--- START ---

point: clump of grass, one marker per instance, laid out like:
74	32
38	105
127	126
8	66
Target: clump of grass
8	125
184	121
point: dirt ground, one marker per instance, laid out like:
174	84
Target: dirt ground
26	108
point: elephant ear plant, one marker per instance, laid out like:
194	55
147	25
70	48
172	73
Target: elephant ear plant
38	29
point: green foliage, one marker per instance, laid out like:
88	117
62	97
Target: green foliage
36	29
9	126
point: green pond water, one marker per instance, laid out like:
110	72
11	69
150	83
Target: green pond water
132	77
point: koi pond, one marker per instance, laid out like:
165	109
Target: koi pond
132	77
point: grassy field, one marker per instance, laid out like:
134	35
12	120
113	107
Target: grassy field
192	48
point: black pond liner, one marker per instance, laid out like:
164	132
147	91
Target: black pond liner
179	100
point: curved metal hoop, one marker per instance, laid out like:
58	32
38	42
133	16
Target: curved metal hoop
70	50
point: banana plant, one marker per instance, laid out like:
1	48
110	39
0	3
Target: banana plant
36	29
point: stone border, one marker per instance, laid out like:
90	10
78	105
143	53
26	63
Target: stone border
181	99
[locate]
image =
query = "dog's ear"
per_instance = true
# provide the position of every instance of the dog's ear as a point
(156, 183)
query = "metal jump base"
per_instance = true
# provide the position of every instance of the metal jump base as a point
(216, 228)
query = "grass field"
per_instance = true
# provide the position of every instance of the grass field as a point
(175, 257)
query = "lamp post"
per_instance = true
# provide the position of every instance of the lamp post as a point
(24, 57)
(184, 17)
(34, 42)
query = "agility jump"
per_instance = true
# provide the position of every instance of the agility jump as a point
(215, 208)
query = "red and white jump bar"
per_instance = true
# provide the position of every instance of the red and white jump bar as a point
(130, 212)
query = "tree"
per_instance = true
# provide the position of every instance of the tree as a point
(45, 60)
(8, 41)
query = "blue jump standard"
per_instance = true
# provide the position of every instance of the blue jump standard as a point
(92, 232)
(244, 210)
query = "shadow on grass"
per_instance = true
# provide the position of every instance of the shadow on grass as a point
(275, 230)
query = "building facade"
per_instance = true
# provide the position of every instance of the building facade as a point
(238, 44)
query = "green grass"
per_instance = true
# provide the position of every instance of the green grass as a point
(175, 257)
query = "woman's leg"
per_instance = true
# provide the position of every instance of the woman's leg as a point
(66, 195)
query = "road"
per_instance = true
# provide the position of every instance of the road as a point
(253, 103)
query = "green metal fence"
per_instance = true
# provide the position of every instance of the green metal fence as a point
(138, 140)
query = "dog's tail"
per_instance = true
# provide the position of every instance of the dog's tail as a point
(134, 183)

--- END ---
--- START ---

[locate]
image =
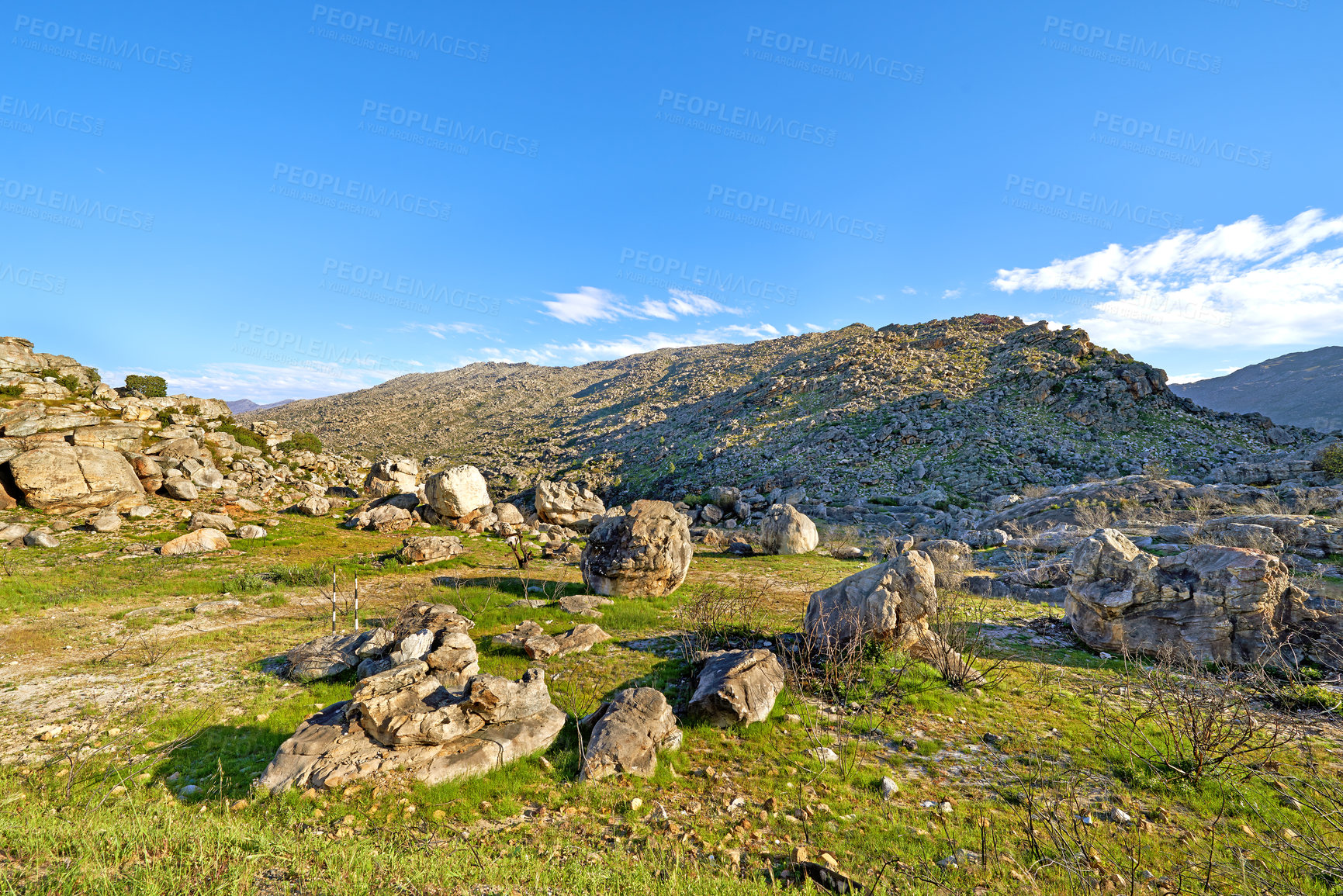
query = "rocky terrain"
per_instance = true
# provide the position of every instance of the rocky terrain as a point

--- END ---

* [WHAT YOU ARE ASKED TO DO]:
Once each line with "terrain" in the entries is counted, state the total and nothing else.

* [RESPONSE TO THIS EXERCISE]:
2